#### [What needs to be done]
Carry on the passage below about Kershaw's contrast between Hitler and Stalin, picking up after its final sentence.

#### [Selected extract]
* * * * *

Kershaw’s argues that Stalinism and Hitlerism are in fact more unalike than they are alike. The goal is to explain the system of destruction and momentum of Nazism, showing that Nazism undermined traditional power structures predicated on order. To do this, Kershaw examines significant points of contrast between Hitler and Stalin. Stalin rose to power within system of rule and came to power through the secretariat. Hitler was a wildcard. He was not a product of a system. Hitler did not behave like a normal totalitarian ruler. He was indecisive and often put off important decisions for long periods of time. It was hard for his top cabinet members to get a meeting with him to get a decision. Hitler’s aloofness was deeper than a difference in style, it was a deep difference in the essence of the regimes Stalin was an interventionalist dictator. He wanted to monopolize the decision-making process and eliminate need of party-state system.

* * * * *

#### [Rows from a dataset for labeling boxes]
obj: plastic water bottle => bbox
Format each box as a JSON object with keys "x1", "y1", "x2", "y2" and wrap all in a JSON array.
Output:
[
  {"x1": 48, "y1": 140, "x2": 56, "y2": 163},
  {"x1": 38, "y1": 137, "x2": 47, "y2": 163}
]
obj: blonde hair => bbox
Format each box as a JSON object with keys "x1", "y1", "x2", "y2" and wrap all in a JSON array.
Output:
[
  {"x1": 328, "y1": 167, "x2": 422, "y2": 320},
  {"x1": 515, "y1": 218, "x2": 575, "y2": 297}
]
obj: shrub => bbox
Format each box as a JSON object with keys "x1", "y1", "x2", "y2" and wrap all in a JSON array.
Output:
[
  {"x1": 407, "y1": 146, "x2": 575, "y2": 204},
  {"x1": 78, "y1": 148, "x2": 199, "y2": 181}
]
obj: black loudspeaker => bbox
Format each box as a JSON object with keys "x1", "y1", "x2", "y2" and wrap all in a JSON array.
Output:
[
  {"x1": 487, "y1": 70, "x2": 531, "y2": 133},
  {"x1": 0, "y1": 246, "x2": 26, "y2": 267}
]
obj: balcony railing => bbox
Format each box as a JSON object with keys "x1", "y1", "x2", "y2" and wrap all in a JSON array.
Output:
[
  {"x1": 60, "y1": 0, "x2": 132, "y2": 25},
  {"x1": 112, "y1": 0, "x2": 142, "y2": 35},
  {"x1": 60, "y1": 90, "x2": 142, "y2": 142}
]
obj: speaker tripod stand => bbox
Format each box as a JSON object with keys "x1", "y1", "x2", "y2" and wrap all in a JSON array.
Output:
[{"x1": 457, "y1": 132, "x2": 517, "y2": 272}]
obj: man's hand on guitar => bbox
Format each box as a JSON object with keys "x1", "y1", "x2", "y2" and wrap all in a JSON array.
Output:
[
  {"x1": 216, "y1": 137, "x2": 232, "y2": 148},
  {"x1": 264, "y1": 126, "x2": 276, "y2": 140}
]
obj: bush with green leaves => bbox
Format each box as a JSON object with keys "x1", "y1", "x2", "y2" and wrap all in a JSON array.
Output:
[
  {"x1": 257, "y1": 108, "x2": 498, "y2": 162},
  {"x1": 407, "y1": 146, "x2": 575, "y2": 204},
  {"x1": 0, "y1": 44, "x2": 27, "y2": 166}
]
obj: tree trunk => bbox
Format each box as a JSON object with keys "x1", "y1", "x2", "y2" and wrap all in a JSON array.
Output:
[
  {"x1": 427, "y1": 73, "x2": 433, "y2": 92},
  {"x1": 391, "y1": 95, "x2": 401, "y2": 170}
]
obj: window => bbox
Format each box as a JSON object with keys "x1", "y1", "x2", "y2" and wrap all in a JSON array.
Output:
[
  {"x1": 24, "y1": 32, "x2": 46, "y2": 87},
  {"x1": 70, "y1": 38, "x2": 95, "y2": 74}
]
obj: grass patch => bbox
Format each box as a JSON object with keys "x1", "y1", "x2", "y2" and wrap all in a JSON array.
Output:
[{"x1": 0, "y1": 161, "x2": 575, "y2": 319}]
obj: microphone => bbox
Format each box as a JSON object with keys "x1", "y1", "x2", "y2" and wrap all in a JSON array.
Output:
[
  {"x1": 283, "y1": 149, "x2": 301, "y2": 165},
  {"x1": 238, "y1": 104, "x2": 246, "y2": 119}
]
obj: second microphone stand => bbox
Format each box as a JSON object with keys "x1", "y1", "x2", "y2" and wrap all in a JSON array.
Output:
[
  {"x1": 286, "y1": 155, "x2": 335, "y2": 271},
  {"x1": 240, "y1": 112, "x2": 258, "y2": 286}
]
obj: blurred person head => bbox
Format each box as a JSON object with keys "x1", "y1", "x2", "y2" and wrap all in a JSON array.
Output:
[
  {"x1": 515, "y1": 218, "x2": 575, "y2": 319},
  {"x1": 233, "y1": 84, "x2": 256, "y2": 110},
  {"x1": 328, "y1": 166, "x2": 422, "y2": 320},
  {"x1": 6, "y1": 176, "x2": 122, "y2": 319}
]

* * * * *

#### [Answer to the problem]
Hitler was essentially the opposite. Hitler’s orders were sporadic. He stopped meeting with cabinet after two years, and he constantly did things to promote a dualism between state and party. Stalin wanted to destabilize government to remove challengers, Hitler had no plan for this, and his leadership structure was a chaotic mess. Power in Hitlerism was determined by loyalty not by functional positioning. Hitler did have more ruling power than Stalin, because he was not a dictator within a system. There was some rational basis for Stalin’s purges. He was threatened from inside and purged those closest to him to prevent being overthrown. Hitler thought that Stalin was crazy for performing purges because he had no internal threat. Hitler’s regime was rooted deeply in the trust of the loyalty of supporters, while Stalin could not believe loyalty. Hitler’s status in the Nazi party was different than Stalin’s in communist party because Communism could survive without Stalin. Nazism could not survive without Hitler. Since the mid-1920s there was a buildup of a Fuhrer party. Ideological orthodoxy was shown by adherence to Hitler and that was the only way to advance in the party. Because of this, there were no potential threats within Nazism.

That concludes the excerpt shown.